## The task:
Starting with the line that contains "Task: where can the brass" and going on through the line that contains "x=538, y=1304", write out those records again in full, requests included. Scale every x and y coordinate in the answers by 0.8 and round each to a whole number, rounding halves up.
────────────────
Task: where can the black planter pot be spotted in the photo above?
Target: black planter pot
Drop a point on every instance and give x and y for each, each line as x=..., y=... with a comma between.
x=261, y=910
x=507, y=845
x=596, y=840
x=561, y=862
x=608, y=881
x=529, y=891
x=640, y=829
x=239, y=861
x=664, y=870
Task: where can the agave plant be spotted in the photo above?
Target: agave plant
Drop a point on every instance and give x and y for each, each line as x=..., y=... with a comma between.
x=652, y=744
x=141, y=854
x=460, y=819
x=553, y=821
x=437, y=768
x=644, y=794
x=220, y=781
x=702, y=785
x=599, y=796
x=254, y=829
────────────────
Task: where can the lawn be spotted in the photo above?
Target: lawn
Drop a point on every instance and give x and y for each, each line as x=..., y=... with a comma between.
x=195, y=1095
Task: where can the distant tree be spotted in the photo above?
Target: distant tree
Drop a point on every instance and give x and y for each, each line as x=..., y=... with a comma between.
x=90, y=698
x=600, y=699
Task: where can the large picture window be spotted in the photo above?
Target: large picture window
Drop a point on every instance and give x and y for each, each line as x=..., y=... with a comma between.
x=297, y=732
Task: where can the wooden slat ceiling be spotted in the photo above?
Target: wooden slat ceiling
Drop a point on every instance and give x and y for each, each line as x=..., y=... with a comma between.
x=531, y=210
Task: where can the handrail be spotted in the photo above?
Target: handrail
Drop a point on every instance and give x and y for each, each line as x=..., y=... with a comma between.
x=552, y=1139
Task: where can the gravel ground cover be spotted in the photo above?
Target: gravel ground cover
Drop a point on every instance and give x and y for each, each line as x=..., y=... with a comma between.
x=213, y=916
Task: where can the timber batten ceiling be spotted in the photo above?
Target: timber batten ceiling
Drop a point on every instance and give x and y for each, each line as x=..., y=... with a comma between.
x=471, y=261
────────────────
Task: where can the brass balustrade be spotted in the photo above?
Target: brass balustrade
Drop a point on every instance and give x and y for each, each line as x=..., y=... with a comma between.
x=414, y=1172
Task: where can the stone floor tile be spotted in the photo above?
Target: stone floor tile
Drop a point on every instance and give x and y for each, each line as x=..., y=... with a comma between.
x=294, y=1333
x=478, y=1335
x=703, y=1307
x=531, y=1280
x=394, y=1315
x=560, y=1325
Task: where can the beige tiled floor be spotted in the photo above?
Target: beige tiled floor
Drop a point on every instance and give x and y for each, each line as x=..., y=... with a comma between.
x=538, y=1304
────────────────
## Solution to this exercise:
Task: where can the brass balustrade be spotted in the photo above?
Target: brass balustrade
Drop a point on every instance and give x and y for each, each line as x=..., y=... with a comma between.
x=331, y=938
Task: where can the stone floor tile be spotted in the photo above?
Target: stone floor tile
Drop a point on every instance and give x and y for each, each line as x=..., y=... with a comma between.
x=235, y=1066
x=382, y=1068
x=562, y=1046
x=425, y=1024
x=315, y=1052
x=448, y=1060
Task: where can the beige tiled floor be spotted in the photo above?
Target: beige tiled floor
Drop a point on every instance and give x and y for each, each line as x=..., y=... with a comma between.
x=430, y=1043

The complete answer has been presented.